#### Data

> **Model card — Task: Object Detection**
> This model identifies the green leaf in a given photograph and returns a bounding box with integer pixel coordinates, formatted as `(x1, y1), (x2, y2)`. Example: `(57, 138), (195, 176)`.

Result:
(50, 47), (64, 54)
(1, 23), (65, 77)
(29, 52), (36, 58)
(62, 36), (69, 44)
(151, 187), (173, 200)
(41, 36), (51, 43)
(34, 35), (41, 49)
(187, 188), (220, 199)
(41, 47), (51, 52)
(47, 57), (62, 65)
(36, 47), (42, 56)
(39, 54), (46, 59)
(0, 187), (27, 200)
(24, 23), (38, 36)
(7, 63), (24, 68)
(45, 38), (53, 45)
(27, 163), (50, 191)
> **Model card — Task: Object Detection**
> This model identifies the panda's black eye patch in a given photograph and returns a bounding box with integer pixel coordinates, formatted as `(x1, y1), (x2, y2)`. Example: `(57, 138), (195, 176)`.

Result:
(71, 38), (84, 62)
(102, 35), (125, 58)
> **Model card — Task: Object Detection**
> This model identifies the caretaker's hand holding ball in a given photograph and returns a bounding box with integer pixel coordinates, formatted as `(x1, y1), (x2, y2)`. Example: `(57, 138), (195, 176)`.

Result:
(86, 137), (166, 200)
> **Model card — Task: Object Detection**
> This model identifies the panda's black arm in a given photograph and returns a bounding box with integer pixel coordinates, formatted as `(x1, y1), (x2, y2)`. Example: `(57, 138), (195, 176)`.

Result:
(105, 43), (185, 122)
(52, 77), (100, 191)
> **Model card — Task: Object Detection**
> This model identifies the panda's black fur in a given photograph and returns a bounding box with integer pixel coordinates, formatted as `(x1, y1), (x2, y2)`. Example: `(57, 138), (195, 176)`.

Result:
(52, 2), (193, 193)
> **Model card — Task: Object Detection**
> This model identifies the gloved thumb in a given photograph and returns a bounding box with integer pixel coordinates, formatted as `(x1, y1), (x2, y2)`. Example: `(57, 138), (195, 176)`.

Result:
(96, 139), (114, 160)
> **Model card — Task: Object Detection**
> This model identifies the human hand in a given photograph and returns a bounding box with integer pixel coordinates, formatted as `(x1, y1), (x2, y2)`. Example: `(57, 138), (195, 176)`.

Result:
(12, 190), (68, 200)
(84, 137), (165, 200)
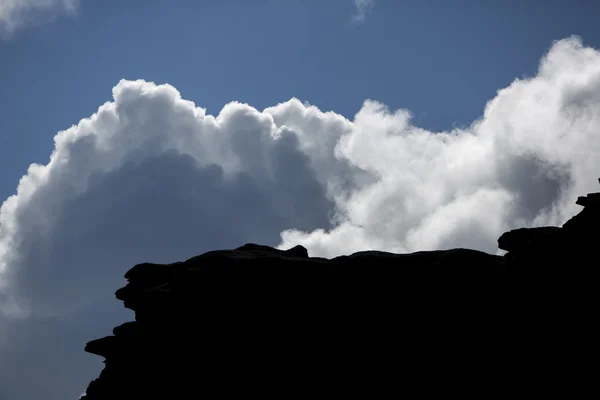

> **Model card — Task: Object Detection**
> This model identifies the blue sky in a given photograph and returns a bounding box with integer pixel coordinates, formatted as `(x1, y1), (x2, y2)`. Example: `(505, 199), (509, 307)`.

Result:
(1, 1), (600, 399)
(2, 0), (599, 202)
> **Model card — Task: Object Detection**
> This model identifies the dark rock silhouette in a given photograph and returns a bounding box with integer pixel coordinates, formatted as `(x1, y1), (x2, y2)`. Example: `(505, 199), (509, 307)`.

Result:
(81, 180), (599, 399)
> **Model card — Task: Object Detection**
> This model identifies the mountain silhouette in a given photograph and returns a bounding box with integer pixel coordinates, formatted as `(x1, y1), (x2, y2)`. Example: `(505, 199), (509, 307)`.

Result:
(81, 179), (599, 399)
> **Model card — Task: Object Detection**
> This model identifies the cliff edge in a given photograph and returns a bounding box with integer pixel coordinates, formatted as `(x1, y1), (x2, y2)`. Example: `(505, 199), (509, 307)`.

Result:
(80, 180), (599, 399)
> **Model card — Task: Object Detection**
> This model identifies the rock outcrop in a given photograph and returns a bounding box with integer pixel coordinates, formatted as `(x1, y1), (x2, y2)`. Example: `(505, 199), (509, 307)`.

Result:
(81, 181), (599, 399)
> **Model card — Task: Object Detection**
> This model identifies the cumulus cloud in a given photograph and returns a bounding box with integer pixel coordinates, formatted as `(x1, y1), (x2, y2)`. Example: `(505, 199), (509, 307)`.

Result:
(280, 36), (600, 257)
(352, 0), (375, 23)
(0, 79), (344, 399)
(0, 0), (79, 36)
(1, 36), (600, 399)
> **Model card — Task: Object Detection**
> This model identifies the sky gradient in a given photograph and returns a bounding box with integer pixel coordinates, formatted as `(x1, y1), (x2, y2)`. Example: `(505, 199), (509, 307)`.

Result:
(1, 1), (600, 399)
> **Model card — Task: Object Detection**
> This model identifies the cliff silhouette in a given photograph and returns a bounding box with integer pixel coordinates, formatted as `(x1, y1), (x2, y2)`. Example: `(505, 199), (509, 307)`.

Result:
(81, 180), (598, 399)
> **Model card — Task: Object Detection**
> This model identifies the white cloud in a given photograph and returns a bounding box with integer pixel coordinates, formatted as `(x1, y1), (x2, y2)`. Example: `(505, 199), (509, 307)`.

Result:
(0, 81), (342, 399)
(0, 0), (79, 36)
(279, 36), (600, 257)
(0, 35), (600, 399)
(352, 0), (375, 23)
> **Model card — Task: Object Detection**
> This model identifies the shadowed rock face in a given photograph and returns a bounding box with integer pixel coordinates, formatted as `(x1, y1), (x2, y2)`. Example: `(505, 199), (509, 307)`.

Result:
(81, 181), (599, 399)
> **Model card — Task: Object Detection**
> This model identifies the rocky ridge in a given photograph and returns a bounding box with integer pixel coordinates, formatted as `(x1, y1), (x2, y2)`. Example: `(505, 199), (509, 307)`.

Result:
(81, 180), (599, 399)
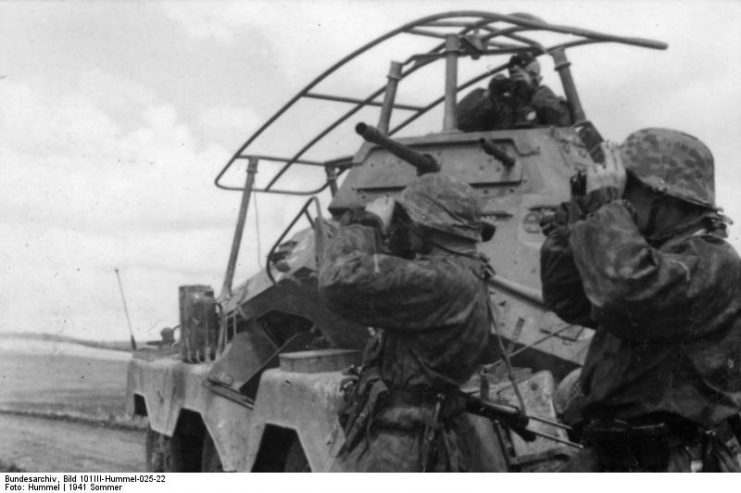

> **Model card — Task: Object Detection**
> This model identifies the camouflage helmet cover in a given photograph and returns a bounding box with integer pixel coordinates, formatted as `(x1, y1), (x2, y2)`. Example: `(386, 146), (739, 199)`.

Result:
(620, 128), (715, 208)
(396, 174), (494, 241)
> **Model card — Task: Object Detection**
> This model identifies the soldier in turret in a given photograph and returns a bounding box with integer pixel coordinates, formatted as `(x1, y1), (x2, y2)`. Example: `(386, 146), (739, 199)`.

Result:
(457, 53), (572, 132)
(318, 174), (501, 472)
(540, 129), (741, 471)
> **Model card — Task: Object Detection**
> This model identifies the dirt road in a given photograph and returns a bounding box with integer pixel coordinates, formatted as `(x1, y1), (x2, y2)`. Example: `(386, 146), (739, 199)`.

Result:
(0, 412), (146, 472)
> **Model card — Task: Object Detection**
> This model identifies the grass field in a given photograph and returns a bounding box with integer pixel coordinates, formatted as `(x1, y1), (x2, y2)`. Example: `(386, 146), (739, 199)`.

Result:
(0, 337), (145, 429)
(0, 459), (23, 472)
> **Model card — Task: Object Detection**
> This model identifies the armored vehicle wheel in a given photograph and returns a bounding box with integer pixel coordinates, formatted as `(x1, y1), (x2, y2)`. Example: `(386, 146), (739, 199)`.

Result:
(145, 425), (203, 471)
(145, 426), (171, 472)
(283, 440), (310, 472)
(201, 433), (224, 472)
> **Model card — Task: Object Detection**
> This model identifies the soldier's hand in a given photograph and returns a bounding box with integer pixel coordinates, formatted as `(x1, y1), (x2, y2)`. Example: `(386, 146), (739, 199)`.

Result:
(585, 141), (627, 195)
(364, 196), (396, 234)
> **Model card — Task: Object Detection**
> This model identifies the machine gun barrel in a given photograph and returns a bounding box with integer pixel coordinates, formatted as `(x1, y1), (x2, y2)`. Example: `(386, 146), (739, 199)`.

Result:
(479, 138), (516, 168)
(355, 122), (441, 175)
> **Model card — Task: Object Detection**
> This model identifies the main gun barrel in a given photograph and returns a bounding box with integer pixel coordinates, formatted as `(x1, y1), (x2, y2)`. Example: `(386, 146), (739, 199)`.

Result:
(355, 122), (441, 175)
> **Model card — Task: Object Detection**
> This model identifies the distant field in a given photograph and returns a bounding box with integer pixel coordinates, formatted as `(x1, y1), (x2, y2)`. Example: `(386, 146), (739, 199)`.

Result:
(0, 459), (23, 472)
(0, 337), (145, 428)
(0, 331), (135, 352)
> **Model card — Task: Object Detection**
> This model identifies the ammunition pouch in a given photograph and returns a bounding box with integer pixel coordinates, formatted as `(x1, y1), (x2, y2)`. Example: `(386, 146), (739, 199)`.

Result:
(335, 334), (469, 470)
(336, 370), (468, 470)
(376, 389), (468, 471)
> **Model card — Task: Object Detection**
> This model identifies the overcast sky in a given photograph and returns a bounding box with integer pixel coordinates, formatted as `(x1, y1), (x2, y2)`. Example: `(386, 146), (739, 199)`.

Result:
(1, 0), (740, 343)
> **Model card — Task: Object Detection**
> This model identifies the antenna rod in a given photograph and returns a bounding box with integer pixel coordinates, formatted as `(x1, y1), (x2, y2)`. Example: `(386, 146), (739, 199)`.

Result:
(221, 157), (259, 298)
(114, 268), (137, 350)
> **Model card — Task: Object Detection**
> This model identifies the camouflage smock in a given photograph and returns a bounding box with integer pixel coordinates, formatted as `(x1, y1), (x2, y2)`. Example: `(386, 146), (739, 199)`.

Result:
(318, 221), (492, 391)
(540, 187), (741, 429)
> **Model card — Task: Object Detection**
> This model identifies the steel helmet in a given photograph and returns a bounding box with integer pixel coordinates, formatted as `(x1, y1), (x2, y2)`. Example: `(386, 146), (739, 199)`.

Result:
(396, 174), (495, 241)
(620, 128), (715, 208)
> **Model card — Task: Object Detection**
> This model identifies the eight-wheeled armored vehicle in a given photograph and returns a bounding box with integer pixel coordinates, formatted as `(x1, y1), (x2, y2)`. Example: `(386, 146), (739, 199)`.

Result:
(125, 11), (667, 472)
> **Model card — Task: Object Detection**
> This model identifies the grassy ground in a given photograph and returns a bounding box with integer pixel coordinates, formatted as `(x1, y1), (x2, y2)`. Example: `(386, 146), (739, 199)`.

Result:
(0, 459), (24, 472)
(0, 342), (145, 429)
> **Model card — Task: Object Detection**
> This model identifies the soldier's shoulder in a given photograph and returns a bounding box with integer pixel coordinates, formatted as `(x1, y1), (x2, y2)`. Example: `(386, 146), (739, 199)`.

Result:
(679, 231), (741, 267)
(533, 84), (558, 97)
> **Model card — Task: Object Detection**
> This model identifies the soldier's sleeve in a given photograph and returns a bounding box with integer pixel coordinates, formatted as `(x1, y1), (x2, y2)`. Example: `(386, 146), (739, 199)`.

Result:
(318, 224), (481, 332)
(569, 199), (740, 340)
(541, 226), (597, 328)
(540, 200), (598, 328)
(456, 88), (492, 132)
(531, 86), (572, 126)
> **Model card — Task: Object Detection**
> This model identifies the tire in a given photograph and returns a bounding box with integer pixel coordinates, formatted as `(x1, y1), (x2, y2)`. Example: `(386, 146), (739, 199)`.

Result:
(145, 425), (202, 472)
(283, 439), (310, 472)
(145, 426), (171, 472)
(201, 433), (224, 472)
(169, 431), (203, 471)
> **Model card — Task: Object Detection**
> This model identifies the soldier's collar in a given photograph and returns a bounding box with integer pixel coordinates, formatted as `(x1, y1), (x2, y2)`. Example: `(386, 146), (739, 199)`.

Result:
(647, 211), (720, 247)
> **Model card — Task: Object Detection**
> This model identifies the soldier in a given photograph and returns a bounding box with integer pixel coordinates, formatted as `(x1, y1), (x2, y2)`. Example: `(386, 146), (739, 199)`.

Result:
(540, 128), (741, 471)
(457, 53), (572, 132)
(318, 174), (501, 472)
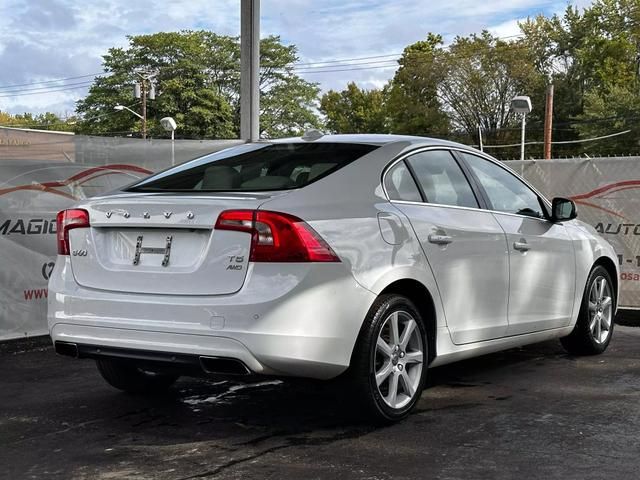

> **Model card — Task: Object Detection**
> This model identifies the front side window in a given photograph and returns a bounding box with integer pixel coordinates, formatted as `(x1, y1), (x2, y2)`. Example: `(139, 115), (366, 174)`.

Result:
(405, 150), (479, 209)
(460, 153), (544, 218)
(128, 142), (378, 192)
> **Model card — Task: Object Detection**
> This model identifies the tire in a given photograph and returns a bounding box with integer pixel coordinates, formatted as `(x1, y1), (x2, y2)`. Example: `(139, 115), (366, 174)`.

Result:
(96, 358), (179, 394)
(349, 294), (428, 422)
(561, 265), (615, 355)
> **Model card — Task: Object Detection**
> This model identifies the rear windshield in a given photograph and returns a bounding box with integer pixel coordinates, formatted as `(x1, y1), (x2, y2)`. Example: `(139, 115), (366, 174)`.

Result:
(127, 142), (378, 192)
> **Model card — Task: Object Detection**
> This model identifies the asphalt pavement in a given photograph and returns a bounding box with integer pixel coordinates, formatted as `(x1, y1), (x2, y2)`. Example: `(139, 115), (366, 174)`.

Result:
(2, 324), (640, 480)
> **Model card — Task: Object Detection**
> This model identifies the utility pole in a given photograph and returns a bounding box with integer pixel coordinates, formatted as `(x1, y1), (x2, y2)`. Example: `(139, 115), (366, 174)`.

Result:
(133, 71), (157, 140)
(240, 0), (260, 142)
(543, 84), (554, 160)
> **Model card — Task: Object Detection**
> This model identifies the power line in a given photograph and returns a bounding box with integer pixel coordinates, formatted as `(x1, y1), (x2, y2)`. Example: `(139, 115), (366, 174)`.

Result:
(482, 129), (632, 149)
(290, 54), (401, 67)
(293, 63), (399, 74)
(0, 82), (94, 98)
(0, 73), (106, 91)
(0, 33), (528, 93)
(289, 33), (525, 68)
(0, 80), (96, 94)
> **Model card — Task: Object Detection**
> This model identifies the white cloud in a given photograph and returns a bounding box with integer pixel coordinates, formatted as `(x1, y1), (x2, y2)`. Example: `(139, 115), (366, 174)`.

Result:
(0, 0), (594, 114)
(488, 18), (525, 39)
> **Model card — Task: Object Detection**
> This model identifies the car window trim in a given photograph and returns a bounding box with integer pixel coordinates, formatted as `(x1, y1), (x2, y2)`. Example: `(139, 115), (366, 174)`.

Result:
(390, 148), (484, 210)
(382, 146), (485, 212)
(402, 159), (428, 203)
(382, 145), (553, 222)
(449, 150), (491, 210)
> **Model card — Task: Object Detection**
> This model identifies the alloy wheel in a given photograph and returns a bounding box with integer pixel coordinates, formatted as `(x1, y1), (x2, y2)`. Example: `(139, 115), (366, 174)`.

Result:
(374, 310), (424, 409)
(588, 276), (613, 344)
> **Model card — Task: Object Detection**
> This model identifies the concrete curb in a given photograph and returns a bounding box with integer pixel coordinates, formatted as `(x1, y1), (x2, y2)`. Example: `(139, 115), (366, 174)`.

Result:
(616, 309), (640, 327)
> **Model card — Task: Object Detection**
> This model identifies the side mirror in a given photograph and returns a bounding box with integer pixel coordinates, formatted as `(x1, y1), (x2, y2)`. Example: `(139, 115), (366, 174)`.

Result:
(551, 197), (577, 222)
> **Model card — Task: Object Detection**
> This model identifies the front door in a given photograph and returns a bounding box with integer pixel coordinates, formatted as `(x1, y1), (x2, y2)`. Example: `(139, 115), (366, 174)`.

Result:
(459, 152), (576, 334)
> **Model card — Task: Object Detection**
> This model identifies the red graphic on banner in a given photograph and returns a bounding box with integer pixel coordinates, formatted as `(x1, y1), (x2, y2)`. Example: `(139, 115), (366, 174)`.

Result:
(570, 180), (640, 220)
(0, 164), (152, 200)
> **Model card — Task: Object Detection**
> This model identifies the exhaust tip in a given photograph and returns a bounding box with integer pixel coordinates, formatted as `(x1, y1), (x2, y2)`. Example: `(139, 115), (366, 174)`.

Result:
(199, 356), (250, 375)
(55, 341), (79, 358)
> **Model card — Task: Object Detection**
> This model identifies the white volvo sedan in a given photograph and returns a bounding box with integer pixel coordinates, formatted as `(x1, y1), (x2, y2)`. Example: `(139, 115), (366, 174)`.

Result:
(49, 134), (618, 421)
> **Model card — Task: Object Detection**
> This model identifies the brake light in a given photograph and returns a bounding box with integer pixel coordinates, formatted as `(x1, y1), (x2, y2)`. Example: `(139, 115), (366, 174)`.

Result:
(215, 210), (340, 262)
(56, 209), (90, 255)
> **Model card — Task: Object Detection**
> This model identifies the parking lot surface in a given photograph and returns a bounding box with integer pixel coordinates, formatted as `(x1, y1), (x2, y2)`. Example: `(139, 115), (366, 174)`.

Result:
(2, 325), (640, 480)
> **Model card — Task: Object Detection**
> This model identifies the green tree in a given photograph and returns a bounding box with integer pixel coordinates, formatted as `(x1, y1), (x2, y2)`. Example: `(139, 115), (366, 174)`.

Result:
(438, 32), (544, 148)
(75, 31), (321, 139)
(0, 111), (76, 131)
(319, 82), (388, 133)
(385, 33), (449, 136)
(258, 37), (321, 137)
(520, 0), (640, 155)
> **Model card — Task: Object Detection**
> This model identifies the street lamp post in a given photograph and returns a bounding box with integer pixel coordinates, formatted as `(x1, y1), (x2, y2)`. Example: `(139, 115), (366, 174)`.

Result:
(510, 96), (532, 161)
(160, 117), (177, 166)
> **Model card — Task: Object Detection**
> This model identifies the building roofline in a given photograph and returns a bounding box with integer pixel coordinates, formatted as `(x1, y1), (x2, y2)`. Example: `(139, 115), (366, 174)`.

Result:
(0, 125), (74, 135)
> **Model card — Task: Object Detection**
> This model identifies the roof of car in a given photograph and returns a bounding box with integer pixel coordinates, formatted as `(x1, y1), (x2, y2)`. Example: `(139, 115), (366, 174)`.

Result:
(268, 133), (478, 151)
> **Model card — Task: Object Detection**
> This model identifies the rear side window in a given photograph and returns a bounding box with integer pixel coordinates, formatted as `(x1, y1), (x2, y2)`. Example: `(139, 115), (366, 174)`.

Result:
(406, 150), (479, 209)
(385, 161), (422, 202)
(128, 142), (378, 192)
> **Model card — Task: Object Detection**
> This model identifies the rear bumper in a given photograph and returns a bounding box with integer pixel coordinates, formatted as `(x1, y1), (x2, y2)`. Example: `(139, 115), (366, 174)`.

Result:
(53, 340), (252, 376)
(48, 257), (376, 380)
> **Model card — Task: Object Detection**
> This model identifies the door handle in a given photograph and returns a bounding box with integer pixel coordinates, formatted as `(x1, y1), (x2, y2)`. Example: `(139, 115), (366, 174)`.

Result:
(428, 234), (453, 245)
(513, 240), (530, 252)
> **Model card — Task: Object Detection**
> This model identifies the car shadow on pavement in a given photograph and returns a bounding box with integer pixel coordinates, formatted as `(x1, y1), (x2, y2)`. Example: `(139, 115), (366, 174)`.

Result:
(103, 338), (568, 436)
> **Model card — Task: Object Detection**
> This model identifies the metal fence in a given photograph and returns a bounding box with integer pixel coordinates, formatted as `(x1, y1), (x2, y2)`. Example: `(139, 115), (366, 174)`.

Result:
(1, 132), (638, 339)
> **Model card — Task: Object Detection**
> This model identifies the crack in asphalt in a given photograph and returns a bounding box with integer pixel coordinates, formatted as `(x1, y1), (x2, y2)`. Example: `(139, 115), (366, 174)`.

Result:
(176, 426), (378, 479)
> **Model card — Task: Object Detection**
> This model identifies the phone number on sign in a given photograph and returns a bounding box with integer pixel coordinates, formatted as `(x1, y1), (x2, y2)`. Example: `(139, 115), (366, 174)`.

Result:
(616, 256), (640, 281)
(617, 255), (640, 267)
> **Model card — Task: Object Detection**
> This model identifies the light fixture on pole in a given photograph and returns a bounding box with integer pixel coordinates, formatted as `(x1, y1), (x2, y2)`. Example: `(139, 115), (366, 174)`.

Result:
(160, 117), (177, 166)
(114, 104), (143, 120)
(510, 96), (532, 161)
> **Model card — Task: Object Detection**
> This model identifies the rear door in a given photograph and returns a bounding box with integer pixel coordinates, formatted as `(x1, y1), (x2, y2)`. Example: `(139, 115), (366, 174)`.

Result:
(386, 149), (510, 344)
(458, 152), (576, 334)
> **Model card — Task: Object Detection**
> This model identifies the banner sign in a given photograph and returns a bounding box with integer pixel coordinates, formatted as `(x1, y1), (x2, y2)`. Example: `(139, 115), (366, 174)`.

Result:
(0, 162), (154, 340)
(0, 135), (240, 340)
(511, 158), (640, 310)
(1, 151), (639, 340)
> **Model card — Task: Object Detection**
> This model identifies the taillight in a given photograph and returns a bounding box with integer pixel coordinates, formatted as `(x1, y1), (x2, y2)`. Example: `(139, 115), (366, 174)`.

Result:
(215, 210), (340, 263)
(56, 209), (90, 255)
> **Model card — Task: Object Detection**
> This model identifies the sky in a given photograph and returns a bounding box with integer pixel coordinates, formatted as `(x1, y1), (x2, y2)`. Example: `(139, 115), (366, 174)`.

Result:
(0, 0), (593, 117)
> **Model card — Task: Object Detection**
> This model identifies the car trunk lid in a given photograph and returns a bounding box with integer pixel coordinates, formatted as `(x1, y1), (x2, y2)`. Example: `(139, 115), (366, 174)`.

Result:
(68, 193), (274, 295)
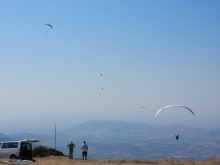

#### Exercise requirements
For each line of the material that contains the word "tire", make a copy.

#### Response to this exercise
> This model identifies the tire in a given photograph and returns a bounding box with integer pixel coordinates, formatted as `(x1, y1), (x2, y2)`. Example: `(386, 146), (739, 199)`.
> This model identifies the tire in a given photograph and returns a bounding box with integer pixel coordinates, formatted as `(x1, y1), (x2, y2)`. Example: `(139, 115), (366, 174)`.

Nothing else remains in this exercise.